▶ [WHAT THE TASK REQUIRES] Line by line, repeat the material below without any deviation.

··········

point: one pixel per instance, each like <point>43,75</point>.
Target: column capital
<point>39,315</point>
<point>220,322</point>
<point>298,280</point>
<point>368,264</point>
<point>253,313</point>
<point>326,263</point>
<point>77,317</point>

··········

▶ [COMPLETED TASK]
point: one pixel per instance, each like <point>43,75</point>.
Target: column capital
<point>39,315</point>
<point>220,322</point>
<point>298,280</point>
<point>368,264</point>
<point>253,313</point>
<point>326,263</point>
<point>77,317</point>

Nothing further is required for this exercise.